• **RECORDS TO USE**:
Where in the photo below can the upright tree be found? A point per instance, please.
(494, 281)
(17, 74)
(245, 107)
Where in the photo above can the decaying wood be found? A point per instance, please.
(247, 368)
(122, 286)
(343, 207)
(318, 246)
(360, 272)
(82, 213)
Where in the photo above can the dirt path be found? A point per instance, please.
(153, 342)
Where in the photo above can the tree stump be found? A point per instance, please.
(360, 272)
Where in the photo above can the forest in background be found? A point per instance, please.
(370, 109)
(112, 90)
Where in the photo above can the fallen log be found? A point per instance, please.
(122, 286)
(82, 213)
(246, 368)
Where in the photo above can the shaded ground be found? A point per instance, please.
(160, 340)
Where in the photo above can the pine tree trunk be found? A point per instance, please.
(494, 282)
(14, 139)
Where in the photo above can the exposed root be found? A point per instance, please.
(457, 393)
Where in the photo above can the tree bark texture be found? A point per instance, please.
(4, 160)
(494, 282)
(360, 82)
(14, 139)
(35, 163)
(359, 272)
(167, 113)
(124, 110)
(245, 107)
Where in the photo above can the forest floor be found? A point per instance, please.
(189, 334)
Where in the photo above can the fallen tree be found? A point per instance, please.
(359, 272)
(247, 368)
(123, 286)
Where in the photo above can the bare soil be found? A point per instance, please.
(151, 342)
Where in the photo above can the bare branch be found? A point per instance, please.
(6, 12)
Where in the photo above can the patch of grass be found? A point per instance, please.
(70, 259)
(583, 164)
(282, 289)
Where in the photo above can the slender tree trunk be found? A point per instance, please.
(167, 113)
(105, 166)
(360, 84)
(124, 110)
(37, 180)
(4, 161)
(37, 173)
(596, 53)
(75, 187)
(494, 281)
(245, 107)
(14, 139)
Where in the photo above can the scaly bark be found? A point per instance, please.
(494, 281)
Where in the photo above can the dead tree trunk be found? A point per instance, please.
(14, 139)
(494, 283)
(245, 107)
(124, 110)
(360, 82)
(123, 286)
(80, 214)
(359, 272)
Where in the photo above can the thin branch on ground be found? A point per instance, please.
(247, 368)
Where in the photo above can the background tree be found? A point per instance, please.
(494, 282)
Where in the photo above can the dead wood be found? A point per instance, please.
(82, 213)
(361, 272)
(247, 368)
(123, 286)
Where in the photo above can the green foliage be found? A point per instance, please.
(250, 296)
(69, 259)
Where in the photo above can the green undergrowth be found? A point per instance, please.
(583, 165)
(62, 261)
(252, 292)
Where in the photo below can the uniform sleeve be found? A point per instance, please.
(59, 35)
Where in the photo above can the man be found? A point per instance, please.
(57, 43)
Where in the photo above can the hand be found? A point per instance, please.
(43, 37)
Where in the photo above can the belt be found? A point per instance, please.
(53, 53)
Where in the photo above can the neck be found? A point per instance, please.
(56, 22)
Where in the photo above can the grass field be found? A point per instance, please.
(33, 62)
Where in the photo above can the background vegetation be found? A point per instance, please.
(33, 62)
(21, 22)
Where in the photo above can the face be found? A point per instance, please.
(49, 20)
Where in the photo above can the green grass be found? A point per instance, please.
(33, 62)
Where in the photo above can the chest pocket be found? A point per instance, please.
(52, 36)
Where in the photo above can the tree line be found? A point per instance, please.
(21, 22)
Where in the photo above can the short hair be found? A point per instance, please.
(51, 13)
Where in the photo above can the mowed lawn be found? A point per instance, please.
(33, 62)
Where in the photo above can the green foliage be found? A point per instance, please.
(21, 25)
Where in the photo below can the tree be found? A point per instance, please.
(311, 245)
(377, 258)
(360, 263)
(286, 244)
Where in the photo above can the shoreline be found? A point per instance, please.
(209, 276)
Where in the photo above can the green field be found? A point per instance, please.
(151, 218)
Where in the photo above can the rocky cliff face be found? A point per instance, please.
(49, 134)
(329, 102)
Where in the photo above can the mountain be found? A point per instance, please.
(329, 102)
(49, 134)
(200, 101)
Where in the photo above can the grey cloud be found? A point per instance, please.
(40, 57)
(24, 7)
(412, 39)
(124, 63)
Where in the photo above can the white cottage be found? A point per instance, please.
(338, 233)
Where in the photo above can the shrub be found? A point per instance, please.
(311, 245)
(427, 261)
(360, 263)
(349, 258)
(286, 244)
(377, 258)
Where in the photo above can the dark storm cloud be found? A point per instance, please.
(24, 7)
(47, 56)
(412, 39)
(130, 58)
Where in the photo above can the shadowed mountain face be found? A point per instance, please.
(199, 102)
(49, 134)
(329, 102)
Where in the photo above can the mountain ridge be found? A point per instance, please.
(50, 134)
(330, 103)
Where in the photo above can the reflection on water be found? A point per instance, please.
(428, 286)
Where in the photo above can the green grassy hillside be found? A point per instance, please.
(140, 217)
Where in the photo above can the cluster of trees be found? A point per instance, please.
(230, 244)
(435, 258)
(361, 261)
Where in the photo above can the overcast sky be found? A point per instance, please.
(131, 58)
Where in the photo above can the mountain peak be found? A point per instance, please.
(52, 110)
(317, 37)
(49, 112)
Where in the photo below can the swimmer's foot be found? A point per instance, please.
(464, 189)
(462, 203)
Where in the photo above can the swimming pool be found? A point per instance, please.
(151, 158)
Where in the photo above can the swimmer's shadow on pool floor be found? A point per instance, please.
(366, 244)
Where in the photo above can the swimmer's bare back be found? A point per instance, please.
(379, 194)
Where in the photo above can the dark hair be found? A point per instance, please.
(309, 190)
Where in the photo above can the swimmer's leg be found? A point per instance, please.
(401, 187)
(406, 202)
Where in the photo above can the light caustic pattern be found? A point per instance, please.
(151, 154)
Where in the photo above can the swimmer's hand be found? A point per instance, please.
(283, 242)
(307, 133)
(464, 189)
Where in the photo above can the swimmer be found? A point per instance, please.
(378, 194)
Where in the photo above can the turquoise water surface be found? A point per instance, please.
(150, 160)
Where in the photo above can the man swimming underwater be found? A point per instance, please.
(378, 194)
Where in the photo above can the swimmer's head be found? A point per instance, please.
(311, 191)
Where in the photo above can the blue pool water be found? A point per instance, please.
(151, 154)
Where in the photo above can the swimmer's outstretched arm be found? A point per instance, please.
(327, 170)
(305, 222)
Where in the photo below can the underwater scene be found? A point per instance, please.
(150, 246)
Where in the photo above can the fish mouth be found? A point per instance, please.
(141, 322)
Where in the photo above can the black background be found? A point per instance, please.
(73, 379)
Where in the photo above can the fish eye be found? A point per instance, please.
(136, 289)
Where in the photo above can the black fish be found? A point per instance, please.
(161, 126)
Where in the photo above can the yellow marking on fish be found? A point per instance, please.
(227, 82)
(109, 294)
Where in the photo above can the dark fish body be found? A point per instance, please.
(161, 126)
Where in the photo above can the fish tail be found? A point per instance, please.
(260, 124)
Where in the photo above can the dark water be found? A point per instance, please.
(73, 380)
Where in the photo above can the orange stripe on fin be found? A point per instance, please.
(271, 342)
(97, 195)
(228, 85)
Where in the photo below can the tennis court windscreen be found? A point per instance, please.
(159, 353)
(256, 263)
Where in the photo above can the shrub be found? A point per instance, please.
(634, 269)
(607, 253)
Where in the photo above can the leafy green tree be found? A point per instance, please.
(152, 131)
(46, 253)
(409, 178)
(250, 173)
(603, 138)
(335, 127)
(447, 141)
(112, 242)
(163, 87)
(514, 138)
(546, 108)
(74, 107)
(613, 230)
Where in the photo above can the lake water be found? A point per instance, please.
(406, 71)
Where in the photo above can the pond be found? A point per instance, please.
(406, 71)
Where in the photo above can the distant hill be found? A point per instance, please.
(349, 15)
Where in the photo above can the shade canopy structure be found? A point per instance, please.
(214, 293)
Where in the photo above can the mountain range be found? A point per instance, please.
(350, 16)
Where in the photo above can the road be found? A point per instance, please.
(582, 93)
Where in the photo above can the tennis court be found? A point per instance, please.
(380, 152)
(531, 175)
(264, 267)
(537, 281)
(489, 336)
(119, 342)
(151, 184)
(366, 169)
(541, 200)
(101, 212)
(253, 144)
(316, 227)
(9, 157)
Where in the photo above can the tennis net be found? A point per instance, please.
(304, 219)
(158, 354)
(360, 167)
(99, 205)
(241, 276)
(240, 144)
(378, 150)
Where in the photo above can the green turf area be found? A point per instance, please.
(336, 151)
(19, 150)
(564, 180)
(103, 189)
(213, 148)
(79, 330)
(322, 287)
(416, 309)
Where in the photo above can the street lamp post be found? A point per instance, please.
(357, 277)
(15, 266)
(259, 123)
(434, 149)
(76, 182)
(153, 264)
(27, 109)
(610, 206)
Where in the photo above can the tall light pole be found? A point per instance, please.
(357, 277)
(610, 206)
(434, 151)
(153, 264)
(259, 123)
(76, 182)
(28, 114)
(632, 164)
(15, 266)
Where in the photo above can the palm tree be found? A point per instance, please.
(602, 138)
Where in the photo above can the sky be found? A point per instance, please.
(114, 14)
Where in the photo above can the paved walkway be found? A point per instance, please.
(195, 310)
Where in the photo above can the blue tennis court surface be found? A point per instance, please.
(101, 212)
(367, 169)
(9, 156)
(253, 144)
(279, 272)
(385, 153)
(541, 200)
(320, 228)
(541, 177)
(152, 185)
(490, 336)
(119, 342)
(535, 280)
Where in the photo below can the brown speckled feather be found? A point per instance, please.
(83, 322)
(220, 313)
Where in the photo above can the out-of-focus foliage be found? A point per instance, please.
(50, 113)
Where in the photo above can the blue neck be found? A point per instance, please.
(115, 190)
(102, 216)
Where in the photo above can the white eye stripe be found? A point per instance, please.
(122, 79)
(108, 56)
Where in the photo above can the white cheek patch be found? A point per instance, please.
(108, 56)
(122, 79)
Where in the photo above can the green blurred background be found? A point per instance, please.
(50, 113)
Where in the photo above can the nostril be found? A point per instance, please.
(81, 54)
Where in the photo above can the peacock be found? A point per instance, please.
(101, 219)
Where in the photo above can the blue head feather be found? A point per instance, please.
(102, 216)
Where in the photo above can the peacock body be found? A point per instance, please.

• **DIRECTION**: Format the lines of the entries above as a JSON list of strings, one string per line and no blank lines. Start at the line that contains "Where in the photo above can the blue tennis", include that line, and stop after the final line of the entries.

• **TASK RESULT**:
[
  "Where in the photo above can the blue tennis court surface be found? A point per instance, please.",
  "(101, 212)",
  "(367, 169)",
  "(9, 156)",
  "(253, 144)",
  "(279, 272)",
  "(385, 153)",
  "(541, 200)",
  "(320, 228)",
  "(541, 177)",
  "(152, 185)",
  "(490, 336)",
  "(119, 342)",
  "(535, 280)",
  "Where in the photo below can the brown speckled feather be found? A point per instance, please.",
  "(83, 322)",
  "(220, 313)",
  "Where in the photo above can the out-of-focus foliage be found? A point per instance, please.",
  "(50, 113)",
  "Where in the photo above can the blue neck be found? A point per instance, please.",
  "(115, 190)",
  "(102, 216)",
  "Where in the photo above can the white eye stripe be found? A point per instance, please.",
  "(122, 79)",
  "(108, 56)",
  "Where in the photo above can the white cheek patch be found? A point per instance, please.",
  "(108, 56)",
  "(122, 79)",
  "Where in the photo above can the green blurred background be found? A point per instance, please.",
  "(50, 113)",
  "Where in the photo above can the nostril be found? A point per instance, please.",
  "(81, 54)",
  "Where in the photo above can the peacock be found? A point per instance, please.",
  "(101, 219)",
  "Where in the photo above can the blue head feather be found? A point per instance, please.",
  "(102, 216)",
  "Where in the photo above can the peacock body be found? A point per instance, please."
]